> _Given request 1_
Retype the passage of the digital mailroom text between "Prior to implementing" and "of inbound mail.", inclusive.
> _Given request 2_
Answer these questions from the digital mailroom text:
(a) On average, how many pieces of mail does SPS receive each month?
(b) Which product does SPS use to route and track its inbound correspondence?
(c) What is the company's next goal for that product?
> _Given request 3_
Carry on the digital mailroom text from the point where it stops.

> _Provided text_
-- begin --

Digital Mailroom Success
Select Portfolio Servicing Inc. (SPS) is a mortgage service company with branches in Salt Lake City, UT and Jacksonville, FL. The company employs over 800 to handle customer service and other functions associated with loans after they are funded. SPS receives an average of 50,000 pieces of mail per month, which is routed to 12 departments.
Prior to implementing its digital mailroom, the cost of moving paper between SPS’s two locations was an issue. The company now expedites delivery of images electronically. The mortgage industry is highly regulated by the government, with requirements for tracking and reporting response time and receipt of inbound mail.
SPS uses The Tech Factory’s Accelaflow Digital Mailroom for routing and tracking all inbound correspondence. “Since implementation, we achieved 100 percent compliance,” says Greg Ott, VP of document control/management, SPC. The company’s next goal is to incorporate Accelaflow to manage inter-company correspondence, such as employee payroll changes.
Careful consideration of processes and problems must be made to successfully convert to a digital mailroom. “First, the existing process of classification and distribution must be researched and analyzed to evaluate the system as a whole. Then, a system must be designed to mimic this process in a more efficient way. The idea is to fit the solution to the problem so the whole system does not need to be re-engineered,” says Pery.
“A digital mailroom makes the most sense in instances where there is a high volume of mail that needs to be distributed to multiple locations efficiently and cost-effectively,” explains Sanders. She notes that situations where mail must be distributed to remote locations is especially cost-effective. However, even a small office handling large amounts of volume may consider the benefits of a digital mailroom.
“We’ve found digital mailroom solutions provide the most value to customers when there is some type of a significant volume around transactional types of documents,” echoes Baird.

-- end --

> _Raw data_
-- begin --

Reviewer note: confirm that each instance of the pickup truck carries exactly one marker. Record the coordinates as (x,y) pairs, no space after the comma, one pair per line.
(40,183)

-- end --

> _Answer 1_
Prior to implementing its digital mailroom, the cost of moving paper between SPS’s two locations was an issue. The company now expedites delivery of images electronically. The mortgage industry is highly regulated by the government, with requirements for tracking and reporting response time and receipt of inbound mail.

> _Answer 2_
(a) An average of 50,000 pieces of mail per month.
(b) The Tech Factory's Accelaflow Digital Mailroom.
(c) To use Accelaflow to manage inter-company correspondence, such as employee payroll changes.

> _Answer 3_
PBMS’ Doeberl sees time-sensitive and customer-facing business processes, which are affected by regulatory demand, benefit from digital mail centers. “Those organizations with significant numbers of remote or mobile employees will reap definite advantages from a Virtual Mail Management solution,” he adds.
The Digital Mailroom Today
When implemented correctly digital mailrooms boost compliance, reduce costs associated with opening and sorting mail, and negate misplaced mail pieces. Digital capture, indexing, and electronic distribution allow businesses to access the most current information, complete with its digital audit trail.
Before investing in a digital mailroom, consider and understand your organization’s needs. “Digital mailroom solutions are not a one-size-fits-all concept. Every enterprise has its own unique set of drivers and needs. The project team must discover and understand them, and build the project plan accordingly,” warns Sanders.
With a digital mailroom solution, “the cost of the mailroom definitely goes down,” says Droulez. “The more you invest in image recognition and data extraction software the better, but you need to standardize the mail for that.”
The digital mailroom combines equipment, software, and services—sometimes from multiple vendors or off-site locations. For a round-up of vendors in the digital mailroom, visit us online at www.dpsmagazine.com and search keyword "mailroom." We also feature related Web-exclusive articles, Outsourcing the Digital Mailroom and Go Digital.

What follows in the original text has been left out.